- [Supplied text]:
Plainly the officer considering the income/corporation tax position must then be satisfied that the amount of turnover assessed to VAT has not been declared for income tax purposes by reference to the accounting profit and tax calculations. In that context the officer will also need to consider the net of VAT position and the declared and tax-deductible expenditure. However, provided these additional steps are taken there is nothing to oblige the income tax officer to verify the VAT officer's decision by reference to the underlying primary documents in order to make a discovery,
Findings of fact
We find the following facts from the documentary evidence and the oral testimony of Officer Pinder.
As accepted by Counsel for the 3KH Officer Pinder candidly accepted that she formed her view as to the insufficiency of the 3KH's corporation tax returns based on the detailed investigations undertaken by Officer Beard. She explained that throughout the enquiry she had visibility of his investigation through HMRC's system "caseflow" and that Officer Beard kept her appraised of its progress and explained to her the basis on which he had formed the view that there was suppression of VAT both in connection with cash sales made at TSM and as a consequence of a failure to declare sales made at TSL. He had explained to her the basis of his calculations. On the basis of the analysis in those letters she was satisfied that the turnover which had been assessed to VAT had not been reported for accounting or corporation tax purposes and thus formed the belief that there was an insufficiency of tax that had been assessed by 3KH. She did not consider she needed to interrogate the underlying information as she trusted, from experience having previously worked alongside Officer Beard, that his investigation had been thorough, and his conclusions were rooted in the information provided.
In the letter of 16 May 2018 regarding the VAT Assessments 3KH were notified "due to the cash suppression identified, HMRC will also consider whether the additional net sales will result in Corporation Tax becoming payable. You will be contacted separately regarding this."

- [Entries supplied]:
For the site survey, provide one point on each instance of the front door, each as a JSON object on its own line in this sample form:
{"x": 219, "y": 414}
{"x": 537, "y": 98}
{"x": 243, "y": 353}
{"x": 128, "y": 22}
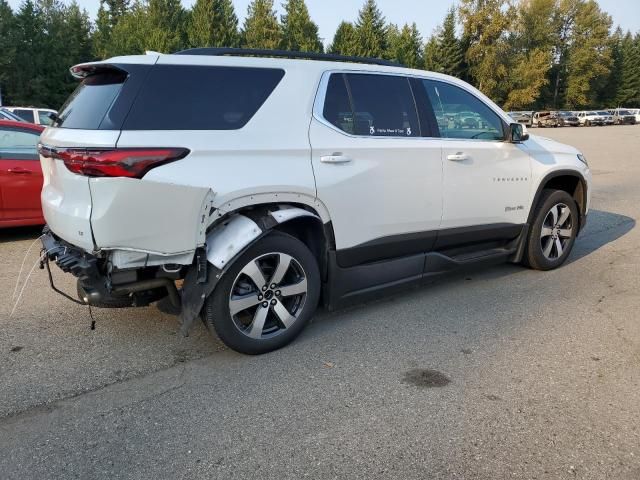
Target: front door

- [Task]: Could you return everything in the tax decision excerpt from "Plainly the officer" down to "of Officer Pinder.", word for word? The lines above come from a separate source.

- [Task result]:
Plainly the officer considering the income/corporation tax position must then be satisfied that the amount of turnover assessed to VAT has not been declared for income tax purposes by reference to the accounting profit and tax calculations. In that context the officer will also need to consider the net of VAT position and the declared and tax-deductible expenditure. However, provided these additional steps are taken there is nothing to oblige the income tax officer to verify the VAT officer's decision by reference to the underlying primary documents in order to make a discovery,
Findings of fact
We find the following facts from the documentary evidence and the oral testimony of Officer Pinder.